> _Study text_
▼

Abstract
In industrialized countries, overweight and obesity account for approximately 13.8% and 24.9% of the kidney disease observed in men and women, respectively. Moreover, obesity-associated glomerulopathy is now considered as “an emerging epidemic.” Kidney function can be negatively impacted by obesity through several mechanisms, either direct or indirect. While it is well established that obesity represents the leading risk factor for type 2 diabetes and hypertension, awareness that obesity is associated with direct kidney damage independently of hypertension and diabetes is still not widespread. In this paper we will discuss the emerging role of adipose tissue, particularly in the visceral depot, in obesity-induced chronic kidney damage.

▲

> _Activity 1_
According to the obesity and kidney disease abstract, what share of the kidney disease observed in women in industrialized countries is attributed to overweight and obesity?
> _Activity 2_
Carry on the obesity and kidney disease abstract from its last sentence.

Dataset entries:
▼

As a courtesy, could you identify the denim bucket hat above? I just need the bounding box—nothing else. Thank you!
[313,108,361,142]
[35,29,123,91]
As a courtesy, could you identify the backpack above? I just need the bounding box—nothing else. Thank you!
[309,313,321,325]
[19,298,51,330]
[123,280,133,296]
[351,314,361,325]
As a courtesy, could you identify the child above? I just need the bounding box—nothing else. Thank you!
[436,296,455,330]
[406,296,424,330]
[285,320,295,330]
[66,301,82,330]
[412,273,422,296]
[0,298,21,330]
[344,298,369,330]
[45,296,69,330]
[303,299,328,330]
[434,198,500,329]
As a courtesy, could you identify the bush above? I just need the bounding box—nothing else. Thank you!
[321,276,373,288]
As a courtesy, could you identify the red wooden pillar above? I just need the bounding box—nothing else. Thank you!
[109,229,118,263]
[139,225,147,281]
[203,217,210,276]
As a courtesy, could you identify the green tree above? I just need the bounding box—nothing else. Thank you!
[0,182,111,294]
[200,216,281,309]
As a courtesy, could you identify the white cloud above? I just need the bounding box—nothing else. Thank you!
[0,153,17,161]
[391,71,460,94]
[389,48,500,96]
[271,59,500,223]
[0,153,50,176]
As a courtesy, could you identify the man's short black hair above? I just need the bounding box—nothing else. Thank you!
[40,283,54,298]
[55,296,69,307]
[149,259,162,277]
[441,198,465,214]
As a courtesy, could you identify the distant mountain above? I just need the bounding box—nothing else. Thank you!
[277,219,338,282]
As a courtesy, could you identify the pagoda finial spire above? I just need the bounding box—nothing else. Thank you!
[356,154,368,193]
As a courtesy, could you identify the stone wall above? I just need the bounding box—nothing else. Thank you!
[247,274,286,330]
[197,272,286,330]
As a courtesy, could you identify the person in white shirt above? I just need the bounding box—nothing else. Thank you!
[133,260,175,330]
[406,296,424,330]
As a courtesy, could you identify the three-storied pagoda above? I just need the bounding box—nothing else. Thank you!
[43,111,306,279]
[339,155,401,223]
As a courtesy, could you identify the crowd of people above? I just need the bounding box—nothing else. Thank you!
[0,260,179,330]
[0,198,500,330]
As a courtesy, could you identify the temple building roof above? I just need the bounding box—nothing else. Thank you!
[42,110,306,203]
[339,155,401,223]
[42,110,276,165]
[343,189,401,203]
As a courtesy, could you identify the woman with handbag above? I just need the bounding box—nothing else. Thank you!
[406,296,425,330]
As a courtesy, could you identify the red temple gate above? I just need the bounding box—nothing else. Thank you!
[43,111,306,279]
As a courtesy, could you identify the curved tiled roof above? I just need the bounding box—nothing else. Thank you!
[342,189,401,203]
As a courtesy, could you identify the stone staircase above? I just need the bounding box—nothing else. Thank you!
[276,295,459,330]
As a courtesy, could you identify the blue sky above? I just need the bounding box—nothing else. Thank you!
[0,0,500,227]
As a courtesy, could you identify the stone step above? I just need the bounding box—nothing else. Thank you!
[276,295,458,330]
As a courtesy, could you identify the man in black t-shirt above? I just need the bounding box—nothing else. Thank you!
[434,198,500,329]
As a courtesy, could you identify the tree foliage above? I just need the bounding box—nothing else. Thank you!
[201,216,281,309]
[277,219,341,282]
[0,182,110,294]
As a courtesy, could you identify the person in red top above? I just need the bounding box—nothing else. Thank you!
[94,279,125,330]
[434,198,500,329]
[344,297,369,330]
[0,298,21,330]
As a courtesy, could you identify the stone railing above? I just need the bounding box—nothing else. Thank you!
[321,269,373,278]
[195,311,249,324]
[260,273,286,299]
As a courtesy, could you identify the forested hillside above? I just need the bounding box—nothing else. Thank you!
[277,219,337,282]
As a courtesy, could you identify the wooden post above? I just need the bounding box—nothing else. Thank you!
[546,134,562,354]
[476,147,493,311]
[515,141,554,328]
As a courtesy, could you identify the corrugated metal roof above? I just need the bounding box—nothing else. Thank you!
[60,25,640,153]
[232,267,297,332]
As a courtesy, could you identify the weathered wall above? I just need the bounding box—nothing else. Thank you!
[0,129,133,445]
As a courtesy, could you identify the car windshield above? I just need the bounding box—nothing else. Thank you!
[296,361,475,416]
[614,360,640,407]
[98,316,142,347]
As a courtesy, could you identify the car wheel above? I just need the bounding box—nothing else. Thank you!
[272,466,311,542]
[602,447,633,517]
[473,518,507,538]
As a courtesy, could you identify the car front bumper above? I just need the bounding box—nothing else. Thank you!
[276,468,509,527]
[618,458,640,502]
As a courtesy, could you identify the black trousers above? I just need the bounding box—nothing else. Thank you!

▲

> _Answer 1_
Approximately 24.9%.

> _Answer 2_
Introduction
Obesity-related glomerulopathy is a slow and progressive impairment of renal function, usually occurring over a period of months or years (1). The role of obesity as a relevant risk factor for kidney disease has been increasingly recognized, and obesity-associated glomerulopathy is now considered as “an emerging epidemic” (2). In a recent meta-analysis, Wang et al. reported that, in industrialized countries, overweight and obesity account for approximately 13.8% and 24.9% of kidney disease observed in men and women, respectively, with an even higher estimate in the United States (24.2% and 33.9%, respectively) (3).
Kidney function can be negatively impacted by obesity through several mechanisms, either direct or indirect, the latter resulting from obesity-associated complications (hypertension, diabetes mellitus, hyperlipidemia). Several lines of evidence have demonstrated a link between obesity and endothelial dysfunction, a condition associated with unopposed vasoconstriction (4–8) and a proatherosclerotic phenotype (9), in which inflammatory mechanisms are known to play a central role (10). In addition, our group has shown the contribution of gut-derived hormones in the modulation of vascular function in obesity and metabolic syndrome (11–15).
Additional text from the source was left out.